**Your task**
Return every line from the records below that has the word "bare".

**** Records to process ****

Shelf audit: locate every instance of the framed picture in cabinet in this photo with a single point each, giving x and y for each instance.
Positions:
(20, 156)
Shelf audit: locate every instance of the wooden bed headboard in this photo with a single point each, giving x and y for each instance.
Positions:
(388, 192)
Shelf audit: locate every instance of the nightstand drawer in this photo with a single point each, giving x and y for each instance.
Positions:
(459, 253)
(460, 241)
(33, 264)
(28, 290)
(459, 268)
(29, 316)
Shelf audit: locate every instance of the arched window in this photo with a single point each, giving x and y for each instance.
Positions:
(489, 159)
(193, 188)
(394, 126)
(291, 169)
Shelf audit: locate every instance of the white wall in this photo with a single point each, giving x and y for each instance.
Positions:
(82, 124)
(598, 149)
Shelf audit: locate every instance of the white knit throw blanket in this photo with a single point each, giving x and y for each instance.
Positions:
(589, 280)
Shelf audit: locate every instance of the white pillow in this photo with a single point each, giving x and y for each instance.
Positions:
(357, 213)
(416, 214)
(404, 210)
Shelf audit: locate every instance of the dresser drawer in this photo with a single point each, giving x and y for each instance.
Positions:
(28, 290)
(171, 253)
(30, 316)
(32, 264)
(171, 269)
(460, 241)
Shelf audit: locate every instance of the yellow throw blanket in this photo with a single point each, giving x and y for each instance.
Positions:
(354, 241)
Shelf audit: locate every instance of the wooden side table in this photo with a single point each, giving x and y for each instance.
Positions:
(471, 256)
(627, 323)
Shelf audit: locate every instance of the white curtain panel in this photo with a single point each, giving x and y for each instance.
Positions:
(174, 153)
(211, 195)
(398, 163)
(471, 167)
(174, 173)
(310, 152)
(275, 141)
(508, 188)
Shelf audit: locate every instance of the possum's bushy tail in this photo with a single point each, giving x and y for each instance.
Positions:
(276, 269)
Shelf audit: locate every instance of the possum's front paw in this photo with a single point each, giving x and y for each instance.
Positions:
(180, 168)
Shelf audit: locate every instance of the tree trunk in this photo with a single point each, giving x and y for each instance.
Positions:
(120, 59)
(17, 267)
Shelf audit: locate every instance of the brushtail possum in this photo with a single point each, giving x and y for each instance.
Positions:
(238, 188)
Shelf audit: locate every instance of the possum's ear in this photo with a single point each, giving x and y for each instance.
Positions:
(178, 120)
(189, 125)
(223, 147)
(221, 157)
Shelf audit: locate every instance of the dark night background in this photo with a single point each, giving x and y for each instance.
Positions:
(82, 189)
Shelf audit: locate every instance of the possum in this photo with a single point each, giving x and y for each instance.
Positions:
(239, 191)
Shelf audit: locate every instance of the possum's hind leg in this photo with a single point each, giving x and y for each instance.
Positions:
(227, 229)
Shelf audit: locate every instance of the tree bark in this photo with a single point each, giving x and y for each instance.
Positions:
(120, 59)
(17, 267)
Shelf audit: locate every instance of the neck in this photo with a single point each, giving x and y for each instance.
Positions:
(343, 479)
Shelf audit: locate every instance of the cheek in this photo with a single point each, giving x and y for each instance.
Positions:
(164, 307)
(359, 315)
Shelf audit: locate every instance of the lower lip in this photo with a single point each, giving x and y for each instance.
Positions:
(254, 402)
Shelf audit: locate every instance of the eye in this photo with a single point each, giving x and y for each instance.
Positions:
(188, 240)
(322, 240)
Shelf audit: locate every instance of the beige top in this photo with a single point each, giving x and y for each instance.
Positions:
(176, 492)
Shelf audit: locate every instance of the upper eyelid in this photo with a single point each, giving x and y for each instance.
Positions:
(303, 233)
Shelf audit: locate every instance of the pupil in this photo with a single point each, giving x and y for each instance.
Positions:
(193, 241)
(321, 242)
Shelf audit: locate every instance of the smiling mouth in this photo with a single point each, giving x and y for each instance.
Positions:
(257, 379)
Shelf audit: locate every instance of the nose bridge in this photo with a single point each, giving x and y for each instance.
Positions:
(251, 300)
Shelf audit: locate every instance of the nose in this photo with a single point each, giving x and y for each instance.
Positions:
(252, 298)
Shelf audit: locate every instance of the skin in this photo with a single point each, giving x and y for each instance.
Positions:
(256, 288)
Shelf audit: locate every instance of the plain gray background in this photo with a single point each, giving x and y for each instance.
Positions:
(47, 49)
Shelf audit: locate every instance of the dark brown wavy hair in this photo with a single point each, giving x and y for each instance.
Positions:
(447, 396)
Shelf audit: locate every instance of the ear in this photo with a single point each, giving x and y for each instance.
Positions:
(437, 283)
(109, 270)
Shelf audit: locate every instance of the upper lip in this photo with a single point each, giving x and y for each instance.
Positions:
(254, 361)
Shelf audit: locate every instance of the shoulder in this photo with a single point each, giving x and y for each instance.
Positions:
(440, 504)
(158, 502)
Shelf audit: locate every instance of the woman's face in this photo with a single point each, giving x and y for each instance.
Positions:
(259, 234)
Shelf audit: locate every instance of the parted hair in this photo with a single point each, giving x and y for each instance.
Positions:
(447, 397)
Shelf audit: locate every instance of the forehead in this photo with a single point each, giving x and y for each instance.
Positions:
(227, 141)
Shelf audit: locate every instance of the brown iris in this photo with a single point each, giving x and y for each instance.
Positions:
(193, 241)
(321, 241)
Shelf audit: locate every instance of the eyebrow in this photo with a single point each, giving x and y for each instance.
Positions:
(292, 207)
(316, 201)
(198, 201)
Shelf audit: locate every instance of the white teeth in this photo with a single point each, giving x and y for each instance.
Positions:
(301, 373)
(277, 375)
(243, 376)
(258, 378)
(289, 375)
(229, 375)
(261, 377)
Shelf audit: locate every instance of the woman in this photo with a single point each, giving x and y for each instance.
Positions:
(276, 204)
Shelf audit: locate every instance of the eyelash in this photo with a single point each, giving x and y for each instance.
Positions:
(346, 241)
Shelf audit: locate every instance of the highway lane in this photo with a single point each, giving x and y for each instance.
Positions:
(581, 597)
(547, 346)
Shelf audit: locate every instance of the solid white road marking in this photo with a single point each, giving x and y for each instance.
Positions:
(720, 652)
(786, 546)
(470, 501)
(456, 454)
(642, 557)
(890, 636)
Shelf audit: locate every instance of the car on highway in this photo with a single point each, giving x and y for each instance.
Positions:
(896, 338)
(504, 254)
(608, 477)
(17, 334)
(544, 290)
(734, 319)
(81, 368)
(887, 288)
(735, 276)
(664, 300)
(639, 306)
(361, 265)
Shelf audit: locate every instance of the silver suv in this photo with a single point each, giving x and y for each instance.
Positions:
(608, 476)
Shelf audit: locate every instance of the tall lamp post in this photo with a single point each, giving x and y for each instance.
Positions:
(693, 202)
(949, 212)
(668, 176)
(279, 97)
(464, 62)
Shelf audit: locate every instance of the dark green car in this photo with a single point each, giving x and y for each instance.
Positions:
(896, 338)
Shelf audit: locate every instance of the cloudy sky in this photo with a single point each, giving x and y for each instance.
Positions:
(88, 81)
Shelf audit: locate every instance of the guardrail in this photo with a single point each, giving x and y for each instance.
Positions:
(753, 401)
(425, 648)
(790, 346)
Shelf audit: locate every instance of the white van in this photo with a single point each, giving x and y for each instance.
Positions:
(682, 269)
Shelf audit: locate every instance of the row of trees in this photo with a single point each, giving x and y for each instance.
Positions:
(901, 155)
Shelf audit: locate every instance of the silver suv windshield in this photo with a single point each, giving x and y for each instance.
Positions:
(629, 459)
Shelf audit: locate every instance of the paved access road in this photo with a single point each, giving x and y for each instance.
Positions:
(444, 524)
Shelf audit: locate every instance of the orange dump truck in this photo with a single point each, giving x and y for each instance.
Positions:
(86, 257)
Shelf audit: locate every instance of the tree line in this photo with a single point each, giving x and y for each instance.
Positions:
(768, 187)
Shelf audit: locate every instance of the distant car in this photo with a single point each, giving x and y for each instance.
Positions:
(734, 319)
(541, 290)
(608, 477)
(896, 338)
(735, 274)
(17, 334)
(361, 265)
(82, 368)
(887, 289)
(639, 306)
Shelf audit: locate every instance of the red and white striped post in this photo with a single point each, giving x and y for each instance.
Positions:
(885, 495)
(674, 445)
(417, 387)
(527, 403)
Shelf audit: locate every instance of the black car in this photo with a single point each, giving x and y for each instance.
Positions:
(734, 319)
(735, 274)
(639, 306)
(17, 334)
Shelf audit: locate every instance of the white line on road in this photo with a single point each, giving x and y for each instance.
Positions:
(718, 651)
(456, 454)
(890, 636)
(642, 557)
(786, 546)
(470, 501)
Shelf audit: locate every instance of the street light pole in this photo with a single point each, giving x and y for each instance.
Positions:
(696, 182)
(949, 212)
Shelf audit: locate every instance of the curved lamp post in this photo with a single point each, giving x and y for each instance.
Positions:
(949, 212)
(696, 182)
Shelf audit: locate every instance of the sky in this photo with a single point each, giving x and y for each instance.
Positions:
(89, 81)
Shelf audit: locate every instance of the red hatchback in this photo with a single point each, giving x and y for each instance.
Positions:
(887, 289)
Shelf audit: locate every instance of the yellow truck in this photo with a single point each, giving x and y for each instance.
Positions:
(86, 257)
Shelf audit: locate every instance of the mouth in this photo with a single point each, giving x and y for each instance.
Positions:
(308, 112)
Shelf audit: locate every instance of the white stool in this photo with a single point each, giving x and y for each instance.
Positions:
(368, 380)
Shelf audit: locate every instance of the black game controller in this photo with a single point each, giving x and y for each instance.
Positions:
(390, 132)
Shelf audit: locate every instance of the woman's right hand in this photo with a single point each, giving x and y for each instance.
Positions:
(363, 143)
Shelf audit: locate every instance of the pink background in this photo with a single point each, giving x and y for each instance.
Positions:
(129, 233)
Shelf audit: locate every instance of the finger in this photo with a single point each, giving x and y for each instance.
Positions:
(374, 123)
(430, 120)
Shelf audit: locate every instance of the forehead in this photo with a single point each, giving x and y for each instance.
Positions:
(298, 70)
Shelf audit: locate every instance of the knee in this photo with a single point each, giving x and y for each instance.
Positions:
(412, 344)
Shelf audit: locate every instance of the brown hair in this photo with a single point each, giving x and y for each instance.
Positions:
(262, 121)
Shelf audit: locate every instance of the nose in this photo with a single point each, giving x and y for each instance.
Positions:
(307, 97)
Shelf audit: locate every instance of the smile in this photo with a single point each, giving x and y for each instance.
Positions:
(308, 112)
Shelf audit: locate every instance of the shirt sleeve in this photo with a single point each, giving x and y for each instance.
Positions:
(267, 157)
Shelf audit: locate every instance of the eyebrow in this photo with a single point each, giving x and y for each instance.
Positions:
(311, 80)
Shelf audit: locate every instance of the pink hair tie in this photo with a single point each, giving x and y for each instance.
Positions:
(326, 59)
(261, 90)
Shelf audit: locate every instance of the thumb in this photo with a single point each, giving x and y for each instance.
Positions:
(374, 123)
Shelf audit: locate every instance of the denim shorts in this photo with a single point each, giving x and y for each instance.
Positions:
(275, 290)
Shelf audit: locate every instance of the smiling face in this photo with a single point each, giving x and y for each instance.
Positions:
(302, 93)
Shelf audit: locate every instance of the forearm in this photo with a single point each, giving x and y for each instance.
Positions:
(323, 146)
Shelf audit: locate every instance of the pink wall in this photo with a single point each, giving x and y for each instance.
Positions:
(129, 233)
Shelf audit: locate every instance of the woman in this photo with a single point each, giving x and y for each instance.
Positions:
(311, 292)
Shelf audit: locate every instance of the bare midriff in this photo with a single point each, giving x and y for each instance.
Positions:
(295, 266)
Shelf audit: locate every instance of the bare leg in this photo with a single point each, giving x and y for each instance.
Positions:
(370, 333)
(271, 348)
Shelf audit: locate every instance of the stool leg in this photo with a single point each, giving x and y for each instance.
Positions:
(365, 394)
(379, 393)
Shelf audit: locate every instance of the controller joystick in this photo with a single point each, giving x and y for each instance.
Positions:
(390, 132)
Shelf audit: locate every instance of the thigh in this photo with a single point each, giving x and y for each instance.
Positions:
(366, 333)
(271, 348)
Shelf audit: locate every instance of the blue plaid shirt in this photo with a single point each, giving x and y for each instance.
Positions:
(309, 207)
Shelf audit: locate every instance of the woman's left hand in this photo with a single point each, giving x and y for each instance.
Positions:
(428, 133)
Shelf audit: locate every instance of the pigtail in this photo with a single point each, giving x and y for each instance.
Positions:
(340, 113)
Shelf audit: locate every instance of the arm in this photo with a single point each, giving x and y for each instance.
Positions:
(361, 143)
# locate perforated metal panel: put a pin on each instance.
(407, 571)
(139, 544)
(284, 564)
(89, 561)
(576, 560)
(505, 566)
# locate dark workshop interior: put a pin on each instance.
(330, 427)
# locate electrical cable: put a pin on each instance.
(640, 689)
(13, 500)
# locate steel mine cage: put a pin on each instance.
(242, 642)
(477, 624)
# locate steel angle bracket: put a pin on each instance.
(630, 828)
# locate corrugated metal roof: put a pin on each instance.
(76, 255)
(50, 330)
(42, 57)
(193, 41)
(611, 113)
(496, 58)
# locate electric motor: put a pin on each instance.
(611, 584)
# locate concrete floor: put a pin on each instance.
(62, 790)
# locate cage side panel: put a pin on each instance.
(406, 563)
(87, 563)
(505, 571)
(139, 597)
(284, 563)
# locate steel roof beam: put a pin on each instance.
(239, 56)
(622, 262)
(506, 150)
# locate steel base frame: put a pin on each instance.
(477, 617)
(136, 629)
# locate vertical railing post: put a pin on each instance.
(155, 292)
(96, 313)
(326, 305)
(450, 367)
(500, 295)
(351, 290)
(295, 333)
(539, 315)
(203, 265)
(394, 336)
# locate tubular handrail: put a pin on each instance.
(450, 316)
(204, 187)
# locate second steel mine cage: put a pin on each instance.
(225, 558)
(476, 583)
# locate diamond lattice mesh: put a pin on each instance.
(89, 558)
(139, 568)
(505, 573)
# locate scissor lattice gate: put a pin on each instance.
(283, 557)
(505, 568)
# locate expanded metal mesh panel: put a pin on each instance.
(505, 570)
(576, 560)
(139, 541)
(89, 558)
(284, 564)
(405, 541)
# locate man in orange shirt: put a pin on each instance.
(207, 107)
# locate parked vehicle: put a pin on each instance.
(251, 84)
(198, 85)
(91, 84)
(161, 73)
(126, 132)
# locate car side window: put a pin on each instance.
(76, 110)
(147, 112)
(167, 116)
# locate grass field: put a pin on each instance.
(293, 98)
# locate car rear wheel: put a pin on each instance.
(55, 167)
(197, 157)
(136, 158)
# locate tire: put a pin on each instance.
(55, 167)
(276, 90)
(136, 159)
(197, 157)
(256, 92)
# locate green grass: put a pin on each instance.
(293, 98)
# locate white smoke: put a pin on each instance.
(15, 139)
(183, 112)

****

**Result**
Shelf audit: locate every instance of the bare midriff in this photo with a single point each, giving x and y for each instance.
Shelf audit: locate every instance of the bare leg in this photo with a single point each, giving x and y for each instance.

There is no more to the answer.